* _TEXT PASSAGE_

-- Begin --

This problem has long been recognised but sidelined within Labour as it is to their advantage. It was after all Tam Dayall who first raised the West Lothian question. The current situation is entirely down to their short-termism as after all they should have reached both a settlement for England and held a Speakers Conference about the future of the House of Lords in their first term when the impetus was there.

Actually the Scots Nats have a practice which maybe should be adopted. They (and I think Plaid) do not vote on matters that relate exclusively to England. The interim solution would be to have an "English Grand Committee" in the same way as there used to be a Scottish one. The logical continuation, to a Parliament elected along similar lines to the Scottish one would then become obvious. Although London is the dual capital, there is no reason for the EP not to be located in, say Birmingham. I suggested that as the second largest city and it is a transport hub but there would obviously be other candidates.

As well as having nation-level laws, there is a stronger reason to go to that level rather than regional. That's actually part of the argument that was used above. While there are considerable infrastructure investments in London and the South-East, there is a net outflow of tax income. you can therefore turn the argument round as find the right wing complaining about subsidising the rest of the country and having to keep the "indolent North". There would of course be the option of having regional assemblies along the London lines as the mid-level unit. There would therefore be either EP-region-district(Borough in the case of London) or EP-County (as now)-district.

The sense surely is for all four nations to have their own parliaments with the same powers - i.e. reform the Assemblies - so that they all have the same ralationship with the UK Parliament. This would also leave the Commons to have much more time to properly scrtutinise legislation in front of it.

by Londonbear on Mon Jun 12th, 2006 at 06:06:42 PM EST
Hey London boy.

We can fix the tax outflow from London and the South East at exactly the same time we fix the power and water inflows.

:-)

by Metatone (metatone [a|t] gmail (dot) com) on Mon Jun 12th, 2006 at 06:12:33 PM EST
[ Parent ]
And more seriously, much of the theoretical "tax outflow" is due to skewed measurements by London propagandists.

Just because a company HQ pays tax in the London region doesn't mean it earns it's profits there. Likewise, just because a company receives subsidies to run a railway line in the North of England doesn't mean that the money doesn't largely go into City Institutions and CEO pockets in London.

-- End --

* _WRITTEN EXERCISE_
Please answer from the forum discussion: which city does it suggest as a location for an English Parliament, and for what two reasons?

* _DATASET EXCERPTS_

-- Begin --

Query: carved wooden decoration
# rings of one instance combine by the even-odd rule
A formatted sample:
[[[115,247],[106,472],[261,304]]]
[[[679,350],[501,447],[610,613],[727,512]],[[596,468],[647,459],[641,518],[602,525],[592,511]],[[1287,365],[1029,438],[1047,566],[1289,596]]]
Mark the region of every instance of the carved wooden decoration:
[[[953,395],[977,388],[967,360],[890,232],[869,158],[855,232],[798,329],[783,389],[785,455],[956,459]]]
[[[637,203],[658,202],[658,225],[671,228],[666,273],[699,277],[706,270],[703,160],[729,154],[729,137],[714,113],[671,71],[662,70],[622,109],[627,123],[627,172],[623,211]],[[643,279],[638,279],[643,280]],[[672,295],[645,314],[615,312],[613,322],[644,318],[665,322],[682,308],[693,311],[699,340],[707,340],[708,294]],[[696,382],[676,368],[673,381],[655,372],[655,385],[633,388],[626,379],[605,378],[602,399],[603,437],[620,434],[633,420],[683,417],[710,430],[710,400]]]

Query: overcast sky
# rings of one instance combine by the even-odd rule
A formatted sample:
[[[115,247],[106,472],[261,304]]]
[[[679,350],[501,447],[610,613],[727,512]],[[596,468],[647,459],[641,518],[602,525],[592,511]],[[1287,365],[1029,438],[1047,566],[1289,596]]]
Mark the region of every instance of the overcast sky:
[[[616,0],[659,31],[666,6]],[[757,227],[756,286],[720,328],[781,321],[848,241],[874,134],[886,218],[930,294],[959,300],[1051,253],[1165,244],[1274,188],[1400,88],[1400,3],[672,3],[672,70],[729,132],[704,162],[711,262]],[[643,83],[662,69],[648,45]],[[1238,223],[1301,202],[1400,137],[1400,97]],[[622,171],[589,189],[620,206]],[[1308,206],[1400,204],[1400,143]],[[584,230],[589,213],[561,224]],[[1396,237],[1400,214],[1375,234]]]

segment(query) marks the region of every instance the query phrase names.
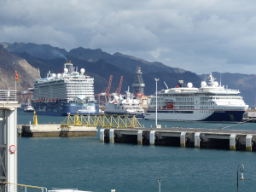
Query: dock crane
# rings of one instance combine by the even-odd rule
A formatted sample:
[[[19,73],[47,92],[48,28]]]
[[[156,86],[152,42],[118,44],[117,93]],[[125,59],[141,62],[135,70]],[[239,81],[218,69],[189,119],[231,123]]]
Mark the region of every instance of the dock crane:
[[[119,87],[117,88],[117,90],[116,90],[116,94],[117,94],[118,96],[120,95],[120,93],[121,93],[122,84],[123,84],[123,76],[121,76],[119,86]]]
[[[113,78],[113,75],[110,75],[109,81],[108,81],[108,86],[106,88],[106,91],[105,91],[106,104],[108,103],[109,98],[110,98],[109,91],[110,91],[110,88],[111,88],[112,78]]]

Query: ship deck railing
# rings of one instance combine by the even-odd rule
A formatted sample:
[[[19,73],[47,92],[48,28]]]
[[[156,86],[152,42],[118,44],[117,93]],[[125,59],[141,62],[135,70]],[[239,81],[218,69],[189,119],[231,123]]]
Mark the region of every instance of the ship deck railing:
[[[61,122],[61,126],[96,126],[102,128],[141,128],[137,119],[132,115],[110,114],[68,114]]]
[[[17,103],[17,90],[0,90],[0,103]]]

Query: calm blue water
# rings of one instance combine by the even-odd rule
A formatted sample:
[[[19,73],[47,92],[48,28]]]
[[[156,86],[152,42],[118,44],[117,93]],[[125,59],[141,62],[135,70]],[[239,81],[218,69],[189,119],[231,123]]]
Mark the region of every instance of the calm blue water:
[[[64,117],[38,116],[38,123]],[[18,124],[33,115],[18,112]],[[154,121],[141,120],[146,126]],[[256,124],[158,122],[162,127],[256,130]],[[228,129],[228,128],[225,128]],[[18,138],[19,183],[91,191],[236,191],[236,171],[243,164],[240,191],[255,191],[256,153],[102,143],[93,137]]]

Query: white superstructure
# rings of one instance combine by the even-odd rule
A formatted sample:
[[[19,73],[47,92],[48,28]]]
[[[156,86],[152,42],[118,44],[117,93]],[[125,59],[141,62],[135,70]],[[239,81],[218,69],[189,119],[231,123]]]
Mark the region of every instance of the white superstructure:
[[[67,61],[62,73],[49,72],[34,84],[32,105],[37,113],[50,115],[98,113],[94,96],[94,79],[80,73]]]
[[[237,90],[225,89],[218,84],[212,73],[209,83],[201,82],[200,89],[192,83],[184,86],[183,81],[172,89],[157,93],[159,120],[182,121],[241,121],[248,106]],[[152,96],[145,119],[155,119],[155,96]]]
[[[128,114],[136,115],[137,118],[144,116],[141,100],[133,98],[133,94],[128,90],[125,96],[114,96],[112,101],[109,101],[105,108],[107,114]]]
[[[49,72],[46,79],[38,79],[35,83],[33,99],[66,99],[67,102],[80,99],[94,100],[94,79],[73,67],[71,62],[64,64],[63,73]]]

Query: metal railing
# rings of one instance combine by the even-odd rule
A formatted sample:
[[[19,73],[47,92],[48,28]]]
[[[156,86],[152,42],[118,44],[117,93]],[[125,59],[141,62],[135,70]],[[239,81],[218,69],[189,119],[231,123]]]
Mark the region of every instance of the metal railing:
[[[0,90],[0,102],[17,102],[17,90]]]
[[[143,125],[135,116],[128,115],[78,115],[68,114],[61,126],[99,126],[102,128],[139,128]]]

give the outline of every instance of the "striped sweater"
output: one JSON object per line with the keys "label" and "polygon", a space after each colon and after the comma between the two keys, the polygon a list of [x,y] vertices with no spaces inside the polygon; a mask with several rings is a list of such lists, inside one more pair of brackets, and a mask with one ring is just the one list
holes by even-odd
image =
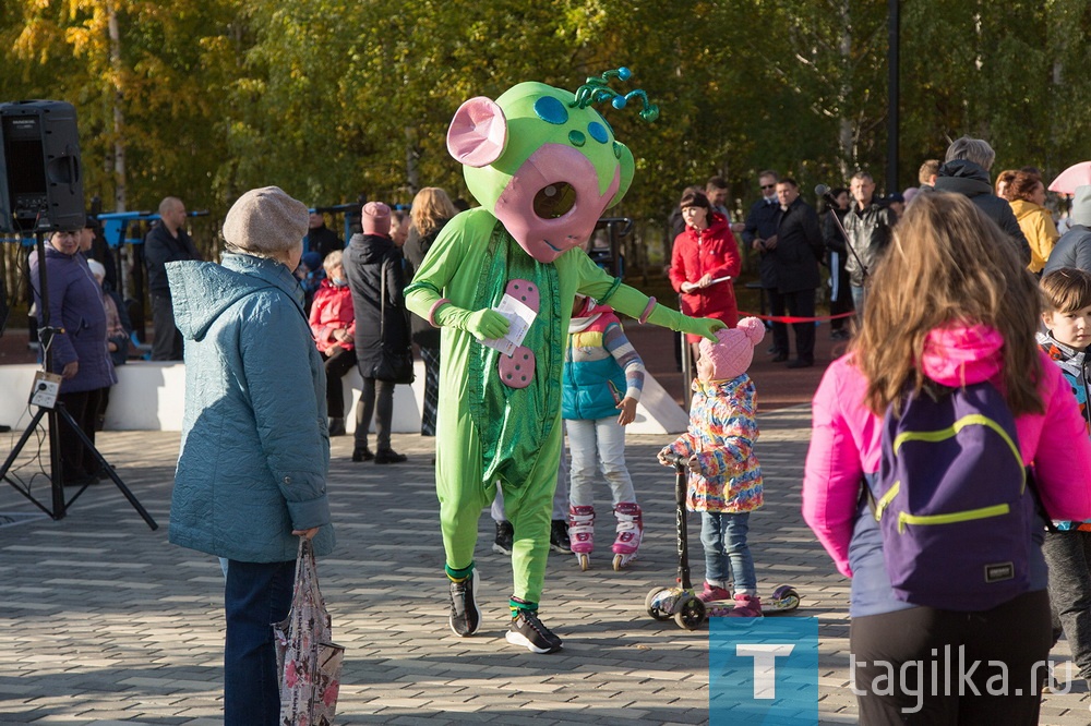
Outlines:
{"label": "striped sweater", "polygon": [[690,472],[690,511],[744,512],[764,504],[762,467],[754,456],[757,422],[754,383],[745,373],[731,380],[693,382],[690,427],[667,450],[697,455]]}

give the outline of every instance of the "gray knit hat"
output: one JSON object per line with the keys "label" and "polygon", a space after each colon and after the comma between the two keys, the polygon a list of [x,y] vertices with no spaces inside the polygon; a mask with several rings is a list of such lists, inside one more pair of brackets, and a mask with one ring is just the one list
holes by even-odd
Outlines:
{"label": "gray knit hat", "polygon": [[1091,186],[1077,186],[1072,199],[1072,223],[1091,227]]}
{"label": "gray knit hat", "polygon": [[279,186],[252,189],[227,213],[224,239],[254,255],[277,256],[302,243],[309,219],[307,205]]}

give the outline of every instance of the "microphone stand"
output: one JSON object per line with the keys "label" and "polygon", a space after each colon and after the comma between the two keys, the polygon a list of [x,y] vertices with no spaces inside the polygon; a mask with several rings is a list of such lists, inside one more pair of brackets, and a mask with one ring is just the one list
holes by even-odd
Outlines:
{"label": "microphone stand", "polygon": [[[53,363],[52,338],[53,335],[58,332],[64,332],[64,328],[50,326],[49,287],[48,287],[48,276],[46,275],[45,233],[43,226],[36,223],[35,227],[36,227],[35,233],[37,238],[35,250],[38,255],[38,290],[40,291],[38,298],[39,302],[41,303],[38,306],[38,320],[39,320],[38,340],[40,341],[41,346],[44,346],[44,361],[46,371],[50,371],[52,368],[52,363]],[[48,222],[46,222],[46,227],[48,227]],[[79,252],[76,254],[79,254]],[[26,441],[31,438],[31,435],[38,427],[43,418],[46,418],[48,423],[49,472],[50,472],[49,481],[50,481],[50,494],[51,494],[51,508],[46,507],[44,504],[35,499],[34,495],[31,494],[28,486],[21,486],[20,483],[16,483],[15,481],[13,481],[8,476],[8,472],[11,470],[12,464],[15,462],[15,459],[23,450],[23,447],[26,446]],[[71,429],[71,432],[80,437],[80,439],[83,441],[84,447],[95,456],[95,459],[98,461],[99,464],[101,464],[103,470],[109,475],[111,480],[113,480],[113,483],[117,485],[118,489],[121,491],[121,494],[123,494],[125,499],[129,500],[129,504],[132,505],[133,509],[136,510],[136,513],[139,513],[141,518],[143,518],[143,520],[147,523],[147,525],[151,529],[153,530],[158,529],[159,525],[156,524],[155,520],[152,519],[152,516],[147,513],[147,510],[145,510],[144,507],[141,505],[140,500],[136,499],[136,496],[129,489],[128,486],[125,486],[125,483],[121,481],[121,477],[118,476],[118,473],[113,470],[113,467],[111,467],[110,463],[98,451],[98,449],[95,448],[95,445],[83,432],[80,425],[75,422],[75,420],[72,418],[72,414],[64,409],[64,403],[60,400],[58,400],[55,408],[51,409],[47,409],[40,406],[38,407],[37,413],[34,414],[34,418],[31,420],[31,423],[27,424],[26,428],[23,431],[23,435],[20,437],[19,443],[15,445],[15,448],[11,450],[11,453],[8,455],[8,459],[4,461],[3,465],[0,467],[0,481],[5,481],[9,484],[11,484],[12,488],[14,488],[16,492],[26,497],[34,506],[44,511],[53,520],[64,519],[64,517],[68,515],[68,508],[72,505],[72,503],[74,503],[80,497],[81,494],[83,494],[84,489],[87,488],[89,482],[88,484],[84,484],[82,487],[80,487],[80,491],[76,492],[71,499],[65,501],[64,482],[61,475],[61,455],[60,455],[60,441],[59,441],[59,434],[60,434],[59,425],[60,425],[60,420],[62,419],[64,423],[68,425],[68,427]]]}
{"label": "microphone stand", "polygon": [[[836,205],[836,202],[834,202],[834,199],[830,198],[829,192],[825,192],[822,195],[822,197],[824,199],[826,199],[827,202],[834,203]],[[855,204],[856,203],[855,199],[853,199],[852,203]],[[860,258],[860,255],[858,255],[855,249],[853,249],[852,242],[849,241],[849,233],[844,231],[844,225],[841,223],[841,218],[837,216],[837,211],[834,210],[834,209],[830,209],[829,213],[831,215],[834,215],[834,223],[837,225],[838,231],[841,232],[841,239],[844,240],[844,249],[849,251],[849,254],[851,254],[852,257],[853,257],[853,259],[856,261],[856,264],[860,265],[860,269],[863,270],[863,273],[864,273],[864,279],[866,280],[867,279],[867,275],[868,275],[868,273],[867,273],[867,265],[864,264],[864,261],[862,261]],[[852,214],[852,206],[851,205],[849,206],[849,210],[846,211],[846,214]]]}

-- End --

* _REPLY_
Birmingham, because it is the second largest city and a transport hub.